= Exercise aim =
Reproduce the listing below line for line, without altering anything.

= Records supplied =
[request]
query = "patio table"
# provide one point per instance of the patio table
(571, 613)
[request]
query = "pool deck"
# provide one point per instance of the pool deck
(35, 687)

= The reply =
[request]
query = "patio table"
# provide one point per instance of the patio table
(571, 613)
[request]
query = "pool deck"
# provide one point per instance of the pool deck
(35, 687)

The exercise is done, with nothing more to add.